Aim –
Reproduce the passage of the footballer biography between "Club career" and "2009 from Sporting.", inclusive, word for word.

Reading text –
Ángel Luis Rodríguez (born 15 February 1976) is a retired Panamanian football midfielder.

Club career
Pito Rodríguez played in the youth teams of Uruguyan giants Nacional and Colombian outfit Independiente Santa Fe and started his senior career at Ejecutivo Jrs., played for San Francisco and Tauro and returned to San Francisco in December 2002. While at Tauro, he went to Italy for a trial with Empoli in 1998.

He had a spell abroad on loan at Salvadoran side FAS in 1999, but left the club citing urgent family matters while denying any involvement in a Salvadoran road accident in which a person died and subsequently fleeing Salvadoran law. In summer 2005, he went to play alongside compatriot Juan Carlos Cubillas for Ecuadoran second division team Santa Rita.

He also played for Sporting San Miguelito and Árabe Unido, whom he joined a second time in summer 2009 from Sporting.

He retired in July 2011.

International career
He played for the Panama U23 team in the 1997 Central American Games.

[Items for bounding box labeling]
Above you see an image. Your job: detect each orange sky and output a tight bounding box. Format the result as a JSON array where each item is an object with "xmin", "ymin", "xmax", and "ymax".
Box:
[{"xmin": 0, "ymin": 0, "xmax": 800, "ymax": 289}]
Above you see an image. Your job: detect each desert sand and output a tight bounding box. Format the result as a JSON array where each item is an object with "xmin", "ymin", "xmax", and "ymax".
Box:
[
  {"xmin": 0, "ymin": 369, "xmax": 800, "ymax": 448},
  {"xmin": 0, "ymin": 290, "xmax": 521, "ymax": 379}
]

Worked answer –
Club career
Pito Rodríguez played in the youth teams of Uruguyan giants Nacional and Colombian outfit Independiente Santa Fe and started his senior career at Ejecutivo Jrs., played for San Francisco and Tauro and returned to San Francisco in December 2002. While at Tauro, he went to Italy for a trial with Empoli in 1998.

He had a spell abroad on loan at Salvadoran side FAS in 1999, but left the club citing urgent family matters while denying any involvement in a Salvadoran road accident in which a person died and subsequently fleeing Salvadoran law. In summer 2005, he went to play alongside compatriot Juan Carlos Cubillas for Ecuadoran second division team Santa Rita.

He also played for Sporting San Miguelito and Árabe Unido, whom he joined a second time in summer 2009 from Sporting.